##### GIVEN DATA #####

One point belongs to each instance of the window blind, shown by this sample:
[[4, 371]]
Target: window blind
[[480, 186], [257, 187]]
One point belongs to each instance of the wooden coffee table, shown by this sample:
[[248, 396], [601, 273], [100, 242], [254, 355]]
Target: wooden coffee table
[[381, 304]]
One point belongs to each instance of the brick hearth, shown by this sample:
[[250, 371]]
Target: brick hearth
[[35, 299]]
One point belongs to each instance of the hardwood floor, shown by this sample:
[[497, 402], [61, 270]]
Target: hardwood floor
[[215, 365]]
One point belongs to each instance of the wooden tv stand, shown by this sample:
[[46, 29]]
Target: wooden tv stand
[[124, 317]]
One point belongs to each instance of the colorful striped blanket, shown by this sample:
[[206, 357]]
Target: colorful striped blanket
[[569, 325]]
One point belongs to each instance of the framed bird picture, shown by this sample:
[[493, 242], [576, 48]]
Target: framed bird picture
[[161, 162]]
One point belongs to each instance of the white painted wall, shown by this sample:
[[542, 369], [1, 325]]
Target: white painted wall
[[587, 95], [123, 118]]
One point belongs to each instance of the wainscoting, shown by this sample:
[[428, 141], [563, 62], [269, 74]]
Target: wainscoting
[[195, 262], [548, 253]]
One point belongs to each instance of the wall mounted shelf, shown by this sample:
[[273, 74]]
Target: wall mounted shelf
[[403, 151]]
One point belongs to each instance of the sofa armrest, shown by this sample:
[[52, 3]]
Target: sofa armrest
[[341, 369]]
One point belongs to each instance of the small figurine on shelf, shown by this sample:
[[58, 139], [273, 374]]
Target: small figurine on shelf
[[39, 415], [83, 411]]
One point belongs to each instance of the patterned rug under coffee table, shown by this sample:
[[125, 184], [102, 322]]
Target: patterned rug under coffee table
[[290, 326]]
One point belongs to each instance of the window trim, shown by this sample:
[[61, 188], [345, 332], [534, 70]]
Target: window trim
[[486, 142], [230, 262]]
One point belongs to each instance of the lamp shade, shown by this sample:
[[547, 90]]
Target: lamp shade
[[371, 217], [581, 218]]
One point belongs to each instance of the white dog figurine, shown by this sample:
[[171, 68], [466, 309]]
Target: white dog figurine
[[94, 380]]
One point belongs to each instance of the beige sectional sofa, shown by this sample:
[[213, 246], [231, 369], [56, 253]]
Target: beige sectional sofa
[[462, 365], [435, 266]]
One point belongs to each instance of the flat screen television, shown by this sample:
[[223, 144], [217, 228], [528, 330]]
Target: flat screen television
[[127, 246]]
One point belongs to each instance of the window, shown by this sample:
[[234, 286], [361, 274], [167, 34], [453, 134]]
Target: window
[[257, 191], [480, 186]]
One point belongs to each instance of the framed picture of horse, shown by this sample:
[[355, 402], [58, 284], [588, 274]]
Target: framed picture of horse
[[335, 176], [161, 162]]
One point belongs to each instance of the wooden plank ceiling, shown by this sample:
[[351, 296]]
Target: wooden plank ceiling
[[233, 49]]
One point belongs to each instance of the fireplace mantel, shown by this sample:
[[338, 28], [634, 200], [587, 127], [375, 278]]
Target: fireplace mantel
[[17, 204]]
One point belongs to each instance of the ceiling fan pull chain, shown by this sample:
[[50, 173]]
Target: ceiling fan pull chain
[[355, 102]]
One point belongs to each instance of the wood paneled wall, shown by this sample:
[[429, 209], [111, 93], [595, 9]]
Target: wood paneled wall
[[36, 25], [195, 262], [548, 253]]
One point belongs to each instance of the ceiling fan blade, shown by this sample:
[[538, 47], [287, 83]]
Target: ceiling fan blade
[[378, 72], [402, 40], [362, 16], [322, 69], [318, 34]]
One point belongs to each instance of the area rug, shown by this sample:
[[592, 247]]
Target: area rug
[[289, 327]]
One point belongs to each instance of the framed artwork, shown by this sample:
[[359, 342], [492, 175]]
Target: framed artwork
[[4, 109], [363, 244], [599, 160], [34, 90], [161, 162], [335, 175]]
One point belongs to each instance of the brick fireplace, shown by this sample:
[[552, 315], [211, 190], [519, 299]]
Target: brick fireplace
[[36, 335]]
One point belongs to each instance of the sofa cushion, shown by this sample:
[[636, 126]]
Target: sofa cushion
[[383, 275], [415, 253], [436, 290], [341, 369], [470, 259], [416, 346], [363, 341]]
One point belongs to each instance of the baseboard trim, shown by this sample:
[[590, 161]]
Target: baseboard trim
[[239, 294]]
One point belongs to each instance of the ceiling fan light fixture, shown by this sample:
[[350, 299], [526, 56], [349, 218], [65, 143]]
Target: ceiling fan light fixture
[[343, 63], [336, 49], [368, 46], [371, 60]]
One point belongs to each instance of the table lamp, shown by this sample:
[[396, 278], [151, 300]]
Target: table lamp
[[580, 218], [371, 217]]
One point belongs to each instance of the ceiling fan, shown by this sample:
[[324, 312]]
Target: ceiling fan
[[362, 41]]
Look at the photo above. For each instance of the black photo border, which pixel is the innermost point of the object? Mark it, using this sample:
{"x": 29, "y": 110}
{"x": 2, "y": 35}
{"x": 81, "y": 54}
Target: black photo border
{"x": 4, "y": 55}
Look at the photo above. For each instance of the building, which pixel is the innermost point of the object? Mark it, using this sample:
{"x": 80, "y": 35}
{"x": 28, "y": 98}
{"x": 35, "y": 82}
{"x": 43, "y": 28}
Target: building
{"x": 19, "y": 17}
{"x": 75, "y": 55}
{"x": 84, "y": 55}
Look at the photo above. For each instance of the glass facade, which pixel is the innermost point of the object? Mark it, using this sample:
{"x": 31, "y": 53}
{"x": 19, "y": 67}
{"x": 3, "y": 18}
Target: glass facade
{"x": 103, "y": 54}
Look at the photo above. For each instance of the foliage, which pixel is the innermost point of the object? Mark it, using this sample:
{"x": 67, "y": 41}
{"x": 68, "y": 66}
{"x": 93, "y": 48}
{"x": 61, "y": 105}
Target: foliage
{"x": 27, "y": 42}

#####

**EXERCISE DESCRIPTION**
Take the records above and copy them out exactly.

**WRITTEN SOLUTION**
One point belongs to each instance of the window blind, shown by this sample:
[[4, 371]]
Target: window blind
[[480, 186], [257, 187]]
One point belongs to each instance of the wooden coffee table, shown by this sample:
[[248, 396], [601, 273], [100, 242], [254, 355]]
Target: wooden coffee table
[[381, 304]]
One point belongs to each instance of the brick hearth, shown by this sample:
[[250, 371]]
Target: brick hearth
[[35, 299]]
One point belongs to each instance of the hardwood floor, shown by this sample:
[[497, 402], [61, 270]]
Target: hardwood floor
[[215, 365]]
One point belongs to each instance of the wooden tv stand, shown by this sample:
[[46, 29]]
Target: wooden tv stand
[[124, 317]]
One point belongs to each instance of the colorful striped blanket, shown by this sample:
[[206, 357]]
Target: colorful striped blanket
[[569, 325]]
One point belongs to each instance of the framed bird picture, shown by this sample:
[[493, 242], [576, 48]]
Target: framed bird picture
[[161, 162]]
One point belongs to each instance of the white painted wall, shown by this sample:
[[542, 369], [1, 325]]
Target: white painted wall
[[587, 95], [123, 118]]
One point belongs to each instance of the wainscoting, shown by this sample:
[[428, 141], [563, 62], [269, 74]]
Target: wainscoting
[[195, 262], [548, 253]]
One point belongs to each instance of the wall mounted shelf, shown by this sample:
[[273, 74]]
Target: wall mounted shelf
[[403, 151]]
One point belongs to each instance of the sofa armrest, shown by this sample:
[[52, 3]]
Target: sofa armrest
[[341, 369]]
One point belongs to each instance of the small figurine on shelf, shown by this sample:
[[58, 139], [273, 374]]
Target: small figurine on shelf
[[39, 415], [83, 411]]
One point belongs to each instance of the patterned rug under coffee table, shown by this sample:
[[125, 184], [102, 322]]
Target: patterned rug under coffee table
[[290, 326]]
One point belongs to each instance of the window trim, shown by this sample:
[[61, 188], [345, 332], [534, 70]]
Target: window trim
[[486, 142], [230, 262]]
One point belongs to each instance of the lamp shade, shown by this sample:
[[547, 90]]
Target: lamp shade
[[371, 217], [581, 218]]
One point belongs to each instance of the white dog figurine, shown by this sample:
[[171, 68], [466, 309]]
Target: white dog figurine
[[94, 380]]
One point belongs to each instance of the beige sectional sofa, shown by this sample:
[[213, 246], [231, 369], [56, 253]]
Target: beige sectional sofa
[[462, 365], [435, 266]]
One point belongs to each instance of the flat screen television, shown by this sample:
[[223, 144], [217, 228], [528, 330]]
Target: flat screen television
[[127, 246]]
One point belongs to each instance of the window, shown by this sample:
[[234, 286], [361, 274], [167, 34], [453, 134]]
Target: window
[[257, 191], [480, 186]]
One point belongs to each instance of the framed picture of horse, shown by this sample:
[[355, 402], [58, 284], [588, 274]]
Target: framed picture of horse
[[335, 176], [161, 162]]
One point belongs to each instance of the wooden plank ceiling, shown by this sample:
[[351, 296]]
Target: wooden plank ceiling
[[233, 49]]
One point belongs to each instance of the fireplace mantel, shown by this sample:
[[338, 28], [634, 200], [587, 127], [375, 278]]
Target: fireplace mantel
[[17, 204]]
One point belongs to each instance of the ceiling fan pull chain, shown by this sample:
[[50, 173]]
Target: ceiling fan pull chain
[[355, 102]]
One point belongs to each instance of the wood paneled wall, shown by this sample:
[[429, 209], [111, 93], [595, 9]]
Target: wood paneled wall
[[36, 25], [195, 262], [548, 253]]
One point belongs to each instance of the ceiling fan blade, shown by this sample:
[[538, 47], [287, 83]]
Target: ceiling fan blade
[[378, 72], [402, 40], [362, 16], [322, 69], [318, 34]]
One point belongs to each instance of the area rug, shown by this sample:
[[592, 247]]
Target: area rug
[[289, 327]]
One point belongs to each instance of the framed artwork, shown by this sample:
[[359, 342], [492, 175]]
Target: framed artwork
[[4, 109], [363, 244], [599, 160], [34, 90], [161, 162], [335, 175]]
One point belongs to each instance of the brick fireplace, shown by this sample:
[[552, 315], [211, 190], [519, 299]]
Target: brick fireplace
[[36, 335]]
One point belongs to each instance of the sofa cushion, shown by this sample:
[[636, 126]]
Target: sofa cushion
[[383, 275], [415, 253], [436, 290], [341, 369], [470, 259], [416, 346], [363, 341]]
One point belongs to each instance of the baseboard trim, shown by this sample:
[[590, 161]]
Target: baseboard trim
[[239, 294]]
One point belongs to each instance of the ceiling fan light fixture, shown by this sample:
[[350, 299], [526, 56], [349, 218], [65, 143]]
Target: ceiling fan light fixture
[[343, 63], [336, 49], [368, 46], [371, 60]]
One point belongs to each instance of the table lamp, shown by this sample:
[[396, 278], [151, 300]]
Target: table lamp
[[580, 218], [371, 217]]
One point belongs to each instance of the ceiling fan, shown by this sample:
[[324, 312]]
Target: ceiling fan
[[362, 41]]
Look at the photo above. For each instance of the black photo border, which pixel is the innermost point of the object? Mark it, using this sample:
{"x": 29, "y": 110}
{"x": 2, "y": 35}
{"x": 81, "y": 54}
Target: black photo border
{"x": 4, "y": 55}
Look at the photo above. For each instance of the building, which pixel is the innermost point of the object? Mark it, using this sample:
{"x": 80, "y": 35}
{"x": 28, "y": 98}
{"x": 35, "y": 82}
{"x": 43, "y": 28}
Target: building
{"x": 19, "y": 17}
{"x": 75, "y": 55}
{"x": 84, "y": 55}
Look at the photo above. For each instance of the glass facade, which pixel is the innermost point of the object? Mark it, using this sample:
{"x": 31, "y": 53}
{"x": 19, "y": 67}
{"x": 3, "y": 18}
Target: glass facade
{"x": 103, "y": 54}
Look at the photo above. For each instance of the foliage, which pixel is the innermost point of the object? Mark it, using this sample:
{"x": 67, "y": 41}
{"x": 68, "y": 66}
{"x": 93, "y": 48}
{"x": 61, "y": 105}
Target: foliage
{"x": 27, "y": 42}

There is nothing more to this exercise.